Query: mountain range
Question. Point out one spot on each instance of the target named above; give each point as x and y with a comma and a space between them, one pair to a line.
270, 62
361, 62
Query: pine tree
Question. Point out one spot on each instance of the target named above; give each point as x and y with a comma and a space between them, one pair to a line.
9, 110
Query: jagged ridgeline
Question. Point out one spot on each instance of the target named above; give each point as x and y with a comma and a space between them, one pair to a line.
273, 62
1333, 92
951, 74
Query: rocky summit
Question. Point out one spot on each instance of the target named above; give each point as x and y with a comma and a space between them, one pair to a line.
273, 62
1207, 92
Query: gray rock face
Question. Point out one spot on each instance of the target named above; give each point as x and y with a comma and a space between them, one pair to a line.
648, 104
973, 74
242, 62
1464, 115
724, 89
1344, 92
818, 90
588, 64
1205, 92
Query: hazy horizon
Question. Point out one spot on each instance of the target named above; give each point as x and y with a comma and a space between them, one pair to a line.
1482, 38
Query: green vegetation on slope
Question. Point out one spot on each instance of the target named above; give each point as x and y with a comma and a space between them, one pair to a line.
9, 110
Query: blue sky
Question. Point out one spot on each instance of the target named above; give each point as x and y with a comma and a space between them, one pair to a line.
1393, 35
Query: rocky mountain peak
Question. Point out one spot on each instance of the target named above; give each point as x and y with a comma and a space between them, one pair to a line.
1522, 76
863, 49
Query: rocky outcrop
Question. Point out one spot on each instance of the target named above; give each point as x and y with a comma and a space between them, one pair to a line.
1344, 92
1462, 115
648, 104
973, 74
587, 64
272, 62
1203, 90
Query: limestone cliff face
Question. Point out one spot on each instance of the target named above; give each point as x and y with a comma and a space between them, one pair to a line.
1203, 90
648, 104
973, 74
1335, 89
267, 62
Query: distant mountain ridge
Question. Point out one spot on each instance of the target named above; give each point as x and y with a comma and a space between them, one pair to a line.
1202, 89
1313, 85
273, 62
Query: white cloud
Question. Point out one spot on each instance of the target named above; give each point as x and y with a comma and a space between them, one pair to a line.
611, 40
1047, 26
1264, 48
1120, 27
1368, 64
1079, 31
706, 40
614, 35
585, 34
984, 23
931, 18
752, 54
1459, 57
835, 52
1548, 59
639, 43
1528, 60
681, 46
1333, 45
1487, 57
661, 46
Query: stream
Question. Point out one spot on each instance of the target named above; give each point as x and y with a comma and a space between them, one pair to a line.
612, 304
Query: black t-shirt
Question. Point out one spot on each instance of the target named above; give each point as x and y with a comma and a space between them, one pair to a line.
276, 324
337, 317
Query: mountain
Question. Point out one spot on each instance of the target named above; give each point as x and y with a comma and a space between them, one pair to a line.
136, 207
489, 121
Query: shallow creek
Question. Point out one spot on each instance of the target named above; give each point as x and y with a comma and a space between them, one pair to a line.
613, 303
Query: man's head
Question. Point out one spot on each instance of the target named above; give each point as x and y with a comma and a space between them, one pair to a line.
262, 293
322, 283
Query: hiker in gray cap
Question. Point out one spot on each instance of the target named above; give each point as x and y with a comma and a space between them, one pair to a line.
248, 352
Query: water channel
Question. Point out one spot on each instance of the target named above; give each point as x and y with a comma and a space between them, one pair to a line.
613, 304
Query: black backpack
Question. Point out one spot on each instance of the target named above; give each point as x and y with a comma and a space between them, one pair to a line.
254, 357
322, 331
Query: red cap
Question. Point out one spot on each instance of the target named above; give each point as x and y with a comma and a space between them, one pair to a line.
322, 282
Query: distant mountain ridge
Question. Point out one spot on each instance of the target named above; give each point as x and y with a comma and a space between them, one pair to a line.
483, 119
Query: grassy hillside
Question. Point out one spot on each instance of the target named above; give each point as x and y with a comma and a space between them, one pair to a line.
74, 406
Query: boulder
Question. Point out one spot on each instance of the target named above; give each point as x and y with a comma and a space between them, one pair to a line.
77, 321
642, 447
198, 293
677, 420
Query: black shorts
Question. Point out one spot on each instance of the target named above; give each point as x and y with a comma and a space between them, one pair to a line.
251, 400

◇ ◇ ◇ ◇ ◇

■ **Problem details**: Output an exact copy of the lines beginning at the one that holds "Query: grassy hillside" and running through the final line of the records.

■ **The answer**:
Query: grassy hillside
Question. Point out one spot on each instance of the target named above; give each point as x and y with a comma and a space between them, one pair to a line.
74, 406
Query: boulder
Question. Point out one spot on each instance of the target named above; give each point as x and y with a comma and a space between them, one pair to a line.
77, 321
642, 447
198, 293
677, 420
Query: black shorts
Question. Point out one spot on each instance of the target named above; give each point as x and y with a comma and a space between them, one pair to a line.
251, 400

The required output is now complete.